● **Texte fourni**:
++++++++

Origine : http://nopasaran.samizdat.net/article.php3?id_article=901

Le consensus sécuritaire se construit depuis le début des années 1990 et s’est déployé dans la quasi-totalité de la classe politique (cf. No Pasaran n33) ; mais cette homogénéité apparente dans le traitement politique de la notion entraîne de fait de nombreuses modifications moins directement perceptibles en particulier dans la définition du travail policier et du danger qu’il est censé combattre. Deuxième partie de l’entretien avec Laurent Bonelli, chercheur en sciences politiques au Groupe d’analyse politique de l’université de Paris X-Nanterre et au Centre d’études sur les conflits (www.conflits.org)., à l’occasion de la sortie d’une nouvelle édition de La Machine à punir (éd. Dagorno).

No Pasaran : Selon toi, c’est donc la même logique qui préside aux politiques sécuritaires depuis le début des années 1990 ?

Laurent Bonelli : C’est vrai pour ce qui concerne la petite délinquance ou la sécurité urbaine. On a franchi des caps, les différentes lois (LSQ, LSI, etc.) ont repoussé les limites, mais il y a une véritable continuité. En même temps, et c’est là que les choses changent, la question de la sécurité urbaine s’est largement autonomisée. Elle tend à devenir une question en soi et pour soi. D’où des tensions, y compris au sein de la police, sur la définition du métier et des tâches auxquelles renvoient le terme de sécurité.

En quoi est-ce que ça se différencie du classique phénomène de la guerre des polices ?

Le phénomène guerre des polices n’est évidemment pas nouveau, mais là où il y avait des rivalités entre services, on observe maintenant des oppositions entre modèles d’excellence. Auparavant, il y avait globalement consensus sur le fait que le grand criminel faisait le grand policier. Aujourd’hui, on observe des luttes entre deux pôles radicalement opposés : l’un faisant avec l’appui objectif de certains élus des petits désordres urbains la priorité absolue de l’action policière ; l’autre désignant sur la criminalité organisée, la délinquance transfrontalière ou le terrorisme international, comme les principales menaces pour nos sociétés.

Bref, et pour paraphraser notre cher premier ministre, il y aurait un écart de plus en plus grand entre une police d’en bas, presque assimilable à la police de proximité prônée par les socialistes, et une police d’en haut, noble, qui traiterait de questions comme la drogue, le terrorisme, etc. ? Un écart issu de représentations concurrentes de ce qu’est un policier ?

D’abord, il faut tordre le coup à l’idée de police de proximité. Ce n’est jamais qu’une nouvelle tentative pour importer la community policing de Grande-Bretagne ou du Canada. Elle a des ancêtres, avec les îlotiers mis en place au début des années 1980, avec l’arrivée de la gauche au pouvoir et l’idée que la police devait être plus proche des gens. Concrètement, ça donne quoi dans les services de police ? Ce travail est perçu comme la dernière des tâches policières. C’est-à-dire qu’on met à l’îlotage hormis quelques volontaires qui y croient les bras cassés, ceux qu’on ne veut pas dans d’autres services.

++++++++

Liste des données
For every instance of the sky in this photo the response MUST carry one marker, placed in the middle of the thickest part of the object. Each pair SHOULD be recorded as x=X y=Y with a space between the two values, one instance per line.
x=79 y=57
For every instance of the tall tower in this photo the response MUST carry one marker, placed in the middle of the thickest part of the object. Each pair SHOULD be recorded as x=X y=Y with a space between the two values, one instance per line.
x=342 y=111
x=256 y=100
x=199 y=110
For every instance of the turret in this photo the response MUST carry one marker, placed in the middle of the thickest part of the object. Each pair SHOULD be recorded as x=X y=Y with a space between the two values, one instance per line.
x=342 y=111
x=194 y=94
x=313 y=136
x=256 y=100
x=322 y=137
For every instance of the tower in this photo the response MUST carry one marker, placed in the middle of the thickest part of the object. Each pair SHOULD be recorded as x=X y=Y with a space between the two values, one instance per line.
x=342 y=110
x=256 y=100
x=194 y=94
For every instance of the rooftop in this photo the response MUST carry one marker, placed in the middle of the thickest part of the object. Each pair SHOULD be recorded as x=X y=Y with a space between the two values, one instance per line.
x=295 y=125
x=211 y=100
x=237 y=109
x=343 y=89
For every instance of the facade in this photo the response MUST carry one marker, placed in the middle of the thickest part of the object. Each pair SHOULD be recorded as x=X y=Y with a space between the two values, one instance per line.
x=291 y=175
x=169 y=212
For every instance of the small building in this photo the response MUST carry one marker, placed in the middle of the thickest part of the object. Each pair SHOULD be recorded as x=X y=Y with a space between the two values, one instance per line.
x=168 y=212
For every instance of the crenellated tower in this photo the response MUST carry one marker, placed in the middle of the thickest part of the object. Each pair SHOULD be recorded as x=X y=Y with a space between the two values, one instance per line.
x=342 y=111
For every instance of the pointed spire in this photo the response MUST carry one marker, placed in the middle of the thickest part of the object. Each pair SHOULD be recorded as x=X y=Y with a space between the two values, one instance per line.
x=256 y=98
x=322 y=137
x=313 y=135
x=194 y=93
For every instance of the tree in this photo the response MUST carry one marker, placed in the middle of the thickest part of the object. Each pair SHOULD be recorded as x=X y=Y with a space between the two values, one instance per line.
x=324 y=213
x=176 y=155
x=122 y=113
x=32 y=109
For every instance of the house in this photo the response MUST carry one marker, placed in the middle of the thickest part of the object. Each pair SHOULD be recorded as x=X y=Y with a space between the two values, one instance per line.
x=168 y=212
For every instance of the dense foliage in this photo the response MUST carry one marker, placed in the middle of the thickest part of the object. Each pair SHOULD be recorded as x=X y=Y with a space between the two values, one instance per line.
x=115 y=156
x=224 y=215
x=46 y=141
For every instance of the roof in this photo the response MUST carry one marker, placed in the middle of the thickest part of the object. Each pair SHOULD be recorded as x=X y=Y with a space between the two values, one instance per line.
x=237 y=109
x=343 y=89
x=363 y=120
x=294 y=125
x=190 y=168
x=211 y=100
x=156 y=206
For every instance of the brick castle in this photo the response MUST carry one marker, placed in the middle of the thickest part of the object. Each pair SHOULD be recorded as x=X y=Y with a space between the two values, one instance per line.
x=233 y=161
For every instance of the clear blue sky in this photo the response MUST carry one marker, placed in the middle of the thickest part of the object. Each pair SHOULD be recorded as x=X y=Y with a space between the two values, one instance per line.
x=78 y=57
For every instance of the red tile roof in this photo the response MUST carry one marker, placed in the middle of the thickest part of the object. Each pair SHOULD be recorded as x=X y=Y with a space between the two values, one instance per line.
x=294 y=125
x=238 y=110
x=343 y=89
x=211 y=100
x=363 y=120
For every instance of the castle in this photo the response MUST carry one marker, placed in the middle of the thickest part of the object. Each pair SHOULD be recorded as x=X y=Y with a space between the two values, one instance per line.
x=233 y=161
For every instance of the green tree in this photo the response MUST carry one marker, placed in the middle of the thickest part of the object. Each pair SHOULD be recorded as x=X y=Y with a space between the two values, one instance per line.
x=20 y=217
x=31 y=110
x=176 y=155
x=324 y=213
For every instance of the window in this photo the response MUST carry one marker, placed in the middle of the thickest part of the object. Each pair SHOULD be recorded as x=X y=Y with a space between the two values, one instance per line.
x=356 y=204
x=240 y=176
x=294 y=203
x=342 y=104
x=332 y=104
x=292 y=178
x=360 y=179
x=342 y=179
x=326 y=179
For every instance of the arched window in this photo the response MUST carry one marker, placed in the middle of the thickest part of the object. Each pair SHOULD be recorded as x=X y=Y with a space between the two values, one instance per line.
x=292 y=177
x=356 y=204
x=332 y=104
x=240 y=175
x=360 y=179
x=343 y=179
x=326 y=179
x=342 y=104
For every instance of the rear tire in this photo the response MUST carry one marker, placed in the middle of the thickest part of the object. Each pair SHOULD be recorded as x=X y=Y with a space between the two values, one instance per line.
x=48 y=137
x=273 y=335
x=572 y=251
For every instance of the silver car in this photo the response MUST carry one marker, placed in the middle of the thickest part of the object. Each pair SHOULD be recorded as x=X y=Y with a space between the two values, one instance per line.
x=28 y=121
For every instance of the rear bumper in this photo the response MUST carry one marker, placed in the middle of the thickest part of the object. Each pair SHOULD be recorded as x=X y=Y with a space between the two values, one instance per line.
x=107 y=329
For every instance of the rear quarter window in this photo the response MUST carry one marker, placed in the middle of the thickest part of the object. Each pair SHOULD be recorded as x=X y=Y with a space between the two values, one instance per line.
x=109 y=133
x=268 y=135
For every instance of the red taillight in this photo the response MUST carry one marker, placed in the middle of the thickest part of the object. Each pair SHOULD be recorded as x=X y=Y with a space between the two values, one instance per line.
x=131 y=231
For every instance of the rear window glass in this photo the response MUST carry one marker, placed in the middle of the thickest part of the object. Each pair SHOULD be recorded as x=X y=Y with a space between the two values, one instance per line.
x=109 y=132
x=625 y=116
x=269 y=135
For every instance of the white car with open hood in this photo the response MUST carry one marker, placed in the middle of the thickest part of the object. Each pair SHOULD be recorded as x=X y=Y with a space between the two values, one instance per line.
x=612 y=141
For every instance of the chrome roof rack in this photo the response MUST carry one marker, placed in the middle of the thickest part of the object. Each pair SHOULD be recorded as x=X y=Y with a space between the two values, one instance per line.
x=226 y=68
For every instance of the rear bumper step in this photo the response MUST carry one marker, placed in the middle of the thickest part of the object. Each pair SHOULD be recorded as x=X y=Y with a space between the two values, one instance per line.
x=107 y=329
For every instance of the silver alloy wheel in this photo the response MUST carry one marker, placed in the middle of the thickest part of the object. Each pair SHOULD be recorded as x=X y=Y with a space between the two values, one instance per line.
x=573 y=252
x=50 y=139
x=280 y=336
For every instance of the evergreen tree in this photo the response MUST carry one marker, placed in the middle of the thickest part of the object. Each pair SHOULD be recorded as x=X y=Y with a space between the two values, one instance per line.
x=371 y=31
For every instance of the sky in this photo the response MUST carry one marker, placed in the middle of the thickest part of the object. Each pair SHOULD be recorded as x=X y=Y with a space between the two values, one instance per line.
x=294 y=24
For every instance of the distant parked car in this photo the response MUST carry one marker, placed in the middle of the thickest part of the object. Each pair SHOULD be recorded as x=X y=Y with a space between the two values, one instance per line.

++++++++

● **Travail demandé**:
a - Répondez brièvement à ces questions sur l'entretien consacré aux politiques sécuritaires :
(i) Depuis quand le consensus sécuritaire se construit-il, d'après l'introduction ?
(ii) De quels pays la police de proximité cherche-t-elle à importer la community policing ?
(iii) À quel moment les îlotiers ont-ils été mis en place ?
b - Prolongez l'entretien consacré aux politiques sécuritaires à partir de sa dernière phrase.

● **Réponses aux exercices**:
a -
(i) Depuis le début des années 1990.
(ii) De la Grande-Bretagne ou du Canada.
(iii) Au début des années 1980.

b -
Quand le gouvernement de Lionel Jospin lance en 1997 l’idée de la police de proximité, ça fait vingt ans que cette image traîne dans la police. Et ce genre d’idée, on ne s’en débarrasse pas comme ça. Conséquence, c’est quoi la police de proximité ? Une patrouille avec policier avec une barrette, c’est-à-dire un jeune qui est sorti de l’école de police depuis moins d’un an, et deux ou trois adjoints de sécurité, donc des gens qui ne sont pas policiers. Patrouille qui s’arrête à cinq heures de l’après-midi, avant que com

mencent réellement les désordres qu’elle est censée contenir Ensuite, intervient la BAC [Brigade anticriminalité], avec d’autres méthodes, qui effectue environ 80% des arrestations de la police nationale Une anecdote pour mesurer l’impact de la police de proximité : je demandais à un jeune ce que son introduction dans son quartier avait changé, sa réponse a été : ben maintenant quand la BAC me tape dessus, elle m’appelle par mon prénom. C’est tout. La police de proximité était mort-née.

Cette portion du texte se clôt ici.